> THE INPUT
——————

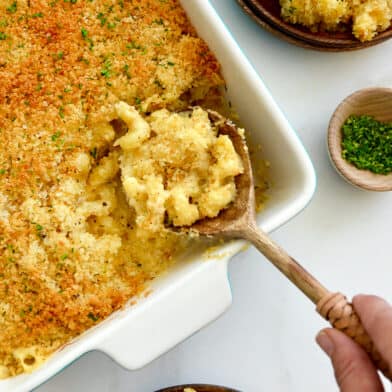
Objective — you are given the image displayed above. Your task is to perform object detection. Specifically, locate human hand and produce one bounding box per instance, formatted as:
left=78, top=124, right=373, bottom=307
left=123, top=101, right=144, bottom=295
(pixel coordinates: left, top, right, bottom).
left=316, top=295, right=392, bottom=392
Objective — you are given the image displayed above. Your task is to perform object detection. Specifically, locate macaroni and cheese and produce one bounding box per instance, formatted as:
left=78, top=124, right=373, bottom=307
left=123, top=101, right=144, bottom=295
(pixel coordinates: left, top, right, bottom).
left=280, top=0, right=392, bottom=41
left=0, top=0, right=236, bottom=378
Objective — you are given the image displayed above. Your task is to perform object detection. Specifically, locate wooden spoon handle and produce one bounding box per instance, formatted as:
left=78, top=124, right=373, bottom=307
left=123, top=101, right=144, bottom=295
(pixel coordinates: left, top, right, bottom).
left=316, top=293, right=392, bottom=380
left=242, top=225, right=392, bottom=380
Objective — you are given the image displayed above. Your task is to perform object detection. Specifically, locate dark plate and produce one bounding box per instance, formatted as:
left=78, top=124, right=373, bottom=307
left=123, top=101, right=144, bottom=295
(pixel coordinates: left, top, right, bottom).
left=155, top=384, right=241, bottom=392
left=237, top=0, right=392, bottom=51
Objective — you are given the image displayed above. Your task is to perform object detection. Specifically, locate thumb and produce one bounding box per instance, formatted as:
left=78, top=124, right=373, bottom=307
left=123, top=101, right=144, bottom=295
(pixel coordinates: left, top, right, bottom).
left=316, top=328, right=384, bottom=392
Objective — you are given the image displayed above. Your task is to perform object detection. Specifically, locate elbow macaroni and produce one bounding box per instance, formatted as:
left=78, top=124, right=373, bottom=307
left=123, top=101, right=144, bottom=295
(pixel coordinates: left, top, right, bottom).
left=115, top=103, right=243, bottom=234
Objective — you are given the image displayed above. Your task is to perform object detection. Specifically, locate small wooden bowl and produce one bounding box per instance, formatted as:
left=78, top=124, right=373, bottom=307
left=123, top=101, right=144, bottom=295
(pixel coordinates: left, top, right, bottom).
left=328, top=87, right=392, bottom=192
left=237, top=0, right=392, bottom=52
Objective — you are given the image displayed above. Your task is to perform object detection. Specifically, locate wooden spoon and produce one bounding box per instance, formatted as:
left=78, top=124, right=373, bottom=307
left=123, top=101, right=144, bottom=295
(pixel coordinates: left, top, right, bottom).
left=328, top=87, right=392, bottom=192
left=187, top=111, right=392, bottom=379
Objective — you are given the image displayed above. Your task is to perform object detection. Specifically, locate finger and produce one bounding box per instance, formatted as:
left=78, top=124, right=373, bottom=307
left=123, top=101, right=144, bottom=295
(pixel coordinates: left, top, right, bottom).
left=353, top=295, right=392, bottom=368
left=316, top=328, right=384, bottom=392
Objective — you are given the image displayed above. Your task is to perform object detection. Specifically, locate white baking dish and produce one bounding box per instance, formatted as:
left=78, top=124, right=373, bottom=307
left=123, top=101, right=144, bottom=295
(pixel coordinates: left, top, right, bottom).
left=0, top=0, right=316, bottom=392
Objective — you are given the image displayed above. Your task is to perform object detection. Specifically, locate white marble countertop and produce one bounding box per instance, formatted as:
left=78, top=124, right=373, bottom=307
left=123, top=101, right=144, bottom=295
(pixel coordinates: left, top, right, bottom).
left=37, top=0, right=392, bottom=392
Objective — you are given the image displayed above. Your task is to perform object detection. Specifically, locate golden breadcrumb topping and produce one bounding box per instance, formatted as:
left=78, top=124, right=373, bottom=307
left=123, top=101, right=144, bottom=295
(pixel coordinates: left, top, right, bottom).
left=0, top=0, right=223, bottom=377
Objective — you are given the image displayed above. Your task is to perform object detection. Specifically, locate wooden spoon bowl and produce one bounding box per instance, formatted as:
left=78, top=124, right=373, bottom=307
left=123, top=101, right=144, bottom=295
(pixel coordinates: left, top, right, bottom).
left=328, top=87, right=392, bottom=192
left=173, top=111, right=392, bottom=379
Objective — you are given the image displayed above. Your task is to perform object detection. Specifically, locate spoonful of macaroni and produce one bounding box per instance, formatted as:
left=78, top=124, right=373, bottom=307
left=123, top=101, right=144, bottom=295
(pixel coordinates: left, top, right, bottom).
left=116, top=103, right=392, bottom=379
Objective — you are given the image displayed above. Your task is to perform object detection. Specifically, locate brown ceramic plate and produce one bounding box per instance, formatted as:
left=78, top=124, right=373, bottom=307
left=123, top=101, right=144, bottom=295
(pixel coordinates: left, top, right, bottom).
left=237, top=0, right=392, bottom=51
left=155, top=384, right=240, bottom=392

——————

> EXERCISE INSTRUCTIONS
Lay out every entry above as a two-column CSV with the header row entry_text,answer. Each entry gets one row holding its text and its answer, each in a single quoted field with line breaks replaced by spaces. Leave the pictures out.

> OUTPUT FOR THIS TASK
entry_text,answer
"Objective — you are given the image displayed above. Your task is to perform object detection. Specifically, locate human hand and produce one bounding box per instance, formatted as: left=78, top=124, right=373, bottom=307 left=123, top=101, right=144, bottom=295 (pixel coordinates: left, top, right, bottom).","left=316, top=295, right=392, bottom=392"
"Objective — you are given the image displayed above. Your task is to perform object detection. Specifically, locate macaroni and cheese and produce one bounding box per instance, formatted as: left=78, top=124, right=373, bottom=307 left=123, top=101, right=144, bottom=295 (pixel coordinates: left, top, right, bottom).","left=280, top=0, right=392, bottom=41 left=0, top=0, right=236, bottom=378"
"Objective — you are given the image displayed above. Your task is to perform object detection. Specifically, locate wooden spoon handle and produce one bounding box per instance, formatted as: left=78, top=124, right=373, bottom=307 left=123, top=101, right=144, bottom=295 (pixel coordinates: left, top, right, bottom).","left=316, top=293, right=392, bottom=380 left=242, top=225, right=392, bottom=380"
"Objective — you are given the image displayed above. Your task is to perform object detection. Specifically, locate dark plate and produce one bounding box per instance, formatted as: left=78, top=124, right=373, bottom=307 left=123, top=101, right=144, bottom=295 (pixel coordinates: left, top, right, bottom).","left=155, top=384, right=241, bottom=392 left=237, top=0, right=392, bottom=51"
"Objective — you are given the image displayed above. Your task is to perform object detection. Specifically, locate thumb and produce one bounding box per instance, formatted as: left=78, top=124, right=373, bottom=307 left=123, top=101, right=144, bottom=295 (pixel coordinates: left, top, right, bottom).","left=316, top=328, right=384, bottom=392"
"Objective — you are given the image displayed above. Your task is to perform object detection. Specifically, locate elbow macaroni and produce one bounding box per instance, formatted as: left=78, top=124, right=373, bottom=307 left=123, top=101, right=144, bottom=295 (pixel coordinates: left, top, right, bottom).","left=115, top=103, right=243, bottom=234"
"Objective — you are given the image displayed above. Your task is to perform object detection. Specifically, locate small wooden bowl and produce one bounding box per instance, formatted as: left=78, top=124, right=373, bottom=307 left=123, top=101, right=144, bottom=295 (pixel coordinates: left, top, right, bottom).","left=328, top=87, right=392, bottom=192 left=237, top=0, right=392, bottom=52"
"Objective — you are given the image displayed above. Your task is to perform object detection. Specifically, locate wooden spoon and produce one bounding box per instance, formatted as: left=78, top=124, right=373, bottom=307 left=123, top=101, right=144, bottom=295 (pixel coordinates: left, top, right, bottom).","left=328, top=87, right=392, bottom=192 left=187, top=111, right=392, bottom=379"
"Objective — you are given the image displayed above. Your task is to perform object detection. Specifically, locate finger and produce one bounding box per instance, formatted as: left=78, top=124, right=373, bottom=307 left=123, top=101, right=144, bottom=295 (pixel coordinates: left, top, right, bottom).","left=353, top=295, right=392, bottom=368 left=316, top=328, right=384, bottom=392"
"Objective — you are given the image displayed above. Your task is to perform object detection. Specifically, locate white baking dish and produce one bounding box per instance, formatted as: left=78, top=124, right=373, bottom=307 left=123, top=101, right=144, bottom=295 (pixel coordinates: left, top, right, bottom).","left=0, top=0, right=316, bottom=392"
"Objective — you are given the image displayed above. Your task is to perform object detection. Specifically, locate white marble countertop and produce one bounding box per instance, formatted as: left=78, top=124, right=373, bottom=307 left=123, top=101, right=144, bottom=295 (pixel coordinates: left, top, right, bottom).","left=37, top=0, right=392, bottom=392"
"Objective — you are given the image displayed above. Your task is to perform object detection. Specifically, locate golden breadcrumb topping and produce one bounding box per instance, formatted as: left=78, top=124, right=373, bottom=307 left=123, top=101, right=144, bottom=295 (pixel coordinates: left, top, right, bottom).","left=0, top=0, right=223, bottom=377"
"Objective — you are given the image displayed above. Your task is to perform object detection. Specifically, locate wooden spoon bowl and produce one bounding box per instance, formatted as: left=78, top=124, right=373, bottom=307 left=123, top=101, right=144, bottom=295 (pixel coordinates: left, top, right, bottom).","left=328, top=87, right=392, bottom=192 left=173, top=111, right=392, bottom=379"
"Objective — you are given the image displayed above. Your task is to perform object detection. Specifically, locate spoonful of macaroni and produce one bounding box per instance, formatted as: left=78, top=124, right=373, bottom=307 left=123, top=101, right=144, bottom=295 (pixel coordinates: left, top, right, bottom).","left=116, top=103, right=392, bottom=379"
"Objective — you are given the image displayed above. Your task is to perform object detection. Specifically, locate brown ceramic plate and produce one bounding box per instance, formatted as: left=78, top=124, right=373, bottom=307 left=123, top=101, right=144, bottom=295 (pixel coordinates: left, top, right, bottom).","left=237, top=0, right=392, bottom=51 left=155, top=384, right=240, bottom=392"